→ **WORK TO COMPLETE**
Edit the stretch from the line containing "Would you mind tagging the tree" through the end of the data, changing "door trim" to "door molding" and keeping everything else the same.

Named-object pointing records
════
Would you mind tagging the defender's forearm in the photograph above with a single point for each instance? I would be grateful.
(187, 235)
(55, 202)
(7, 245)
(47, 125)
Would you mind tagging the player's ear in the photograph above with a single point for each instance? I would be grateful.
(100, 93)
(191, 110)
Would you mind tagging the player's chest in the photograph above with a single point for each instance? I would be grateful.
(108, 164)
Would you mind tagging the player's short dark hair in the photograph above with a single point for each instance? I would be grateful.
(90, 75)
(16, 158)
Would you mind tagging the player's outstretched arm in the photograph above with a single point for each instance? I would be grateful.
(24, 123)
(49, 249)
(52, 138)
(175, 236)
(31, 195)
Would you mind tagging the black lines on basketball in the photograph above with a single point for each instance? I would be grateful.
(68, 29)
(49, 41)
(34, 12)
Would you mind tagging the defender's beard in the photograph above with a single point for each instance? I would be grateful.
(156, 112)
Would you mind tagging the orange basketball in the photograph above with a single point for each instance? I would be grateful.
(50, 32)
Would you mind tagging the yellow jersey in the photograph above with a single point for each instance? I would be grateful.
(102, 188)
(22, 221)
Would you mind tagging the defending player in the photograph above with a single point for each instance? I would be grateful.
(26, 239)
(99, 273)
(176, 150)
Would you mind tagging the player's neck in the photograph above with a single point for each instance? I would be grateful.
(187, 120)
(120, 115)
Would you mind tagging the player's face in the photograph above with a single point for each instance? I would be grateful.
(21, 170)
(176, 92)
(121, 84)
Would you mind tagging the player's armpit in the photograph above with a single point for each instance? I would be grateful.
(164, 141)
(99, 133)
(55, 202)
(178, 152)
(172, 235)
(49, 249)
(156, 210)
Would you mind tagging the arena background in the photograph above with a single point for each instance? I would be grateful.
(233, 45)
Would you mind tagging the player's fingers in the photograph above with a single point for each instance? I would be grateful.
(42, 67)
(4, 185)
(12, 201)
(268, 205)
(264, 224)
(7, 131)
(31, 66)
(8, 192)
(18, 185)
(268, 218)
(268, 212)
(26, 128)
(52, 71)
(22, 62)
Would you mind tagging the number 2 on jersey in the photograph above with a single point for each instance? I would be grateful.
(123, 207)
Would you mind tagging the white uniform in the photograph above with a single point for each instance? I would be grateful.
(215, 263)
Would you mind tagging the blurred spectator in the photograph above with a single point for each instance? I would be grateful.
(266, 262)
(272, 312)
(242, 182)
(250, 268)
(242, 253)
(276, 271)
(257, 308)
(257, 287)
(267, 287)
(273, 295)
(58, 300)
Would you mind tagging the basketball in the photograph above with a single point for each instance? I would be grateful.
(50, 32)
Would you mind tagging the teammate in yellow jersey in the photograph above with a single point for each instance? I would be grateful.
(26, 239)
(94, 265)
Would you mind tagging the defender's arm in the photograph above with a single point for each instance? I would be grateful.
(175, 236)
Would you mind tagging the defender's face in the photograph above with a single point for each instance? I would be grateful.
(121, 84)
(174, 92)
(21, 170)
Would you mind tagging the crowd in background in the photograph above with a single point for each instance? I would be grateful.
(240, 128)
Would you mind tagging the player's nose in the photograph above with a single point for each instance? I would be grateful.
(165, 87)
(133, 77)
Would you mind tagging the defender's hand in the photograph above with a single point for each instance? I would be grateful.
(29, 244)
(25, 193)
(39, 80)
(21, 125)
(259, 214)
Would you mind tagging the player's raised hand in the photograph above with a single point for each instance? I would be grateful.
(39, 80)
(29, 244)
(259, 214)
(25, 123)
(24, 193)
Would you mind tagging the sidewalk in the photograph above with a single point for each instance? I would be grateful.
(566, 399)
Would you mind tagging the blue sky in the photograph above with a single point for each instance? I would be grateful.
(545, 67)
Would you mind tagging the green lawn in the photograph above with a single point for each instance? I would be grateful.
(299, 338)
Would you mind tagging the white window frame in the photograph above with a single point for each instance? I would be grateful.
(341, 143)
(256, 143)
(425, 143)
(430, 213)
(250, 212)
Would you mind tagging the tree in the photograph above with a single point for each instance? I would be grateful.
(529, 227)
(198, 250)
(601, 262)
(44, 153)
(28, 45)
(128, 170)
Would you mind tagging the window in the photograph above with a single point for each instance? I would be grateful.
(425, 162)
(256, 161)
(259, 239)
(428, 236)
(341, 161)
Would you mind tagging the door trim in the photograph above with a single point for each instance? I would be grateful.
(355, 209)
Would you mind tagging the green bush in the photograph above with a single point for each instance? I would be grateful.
════
→ **ANSWER**
Would you mind tagging the tree in the photograph above with a single point for each instance? I would be grateful.
(529, 227)
(198, 250)
(601, 262)
(44, 153)
(28, 45)
(128, 170)
Would you mind tagging the window in the photograph above with a single point for each instance? I would be grateful.
(425, 162)
(256, 161)
(259, 239)
(428, 236)
(341, 161)
Would you mind tagging the door molding in the photograph above with a single point for each instance? I would be grateful.
(355, 209)
Would you mind tagging the green bush in the photograph above with a single point for each instance? I would be grateful.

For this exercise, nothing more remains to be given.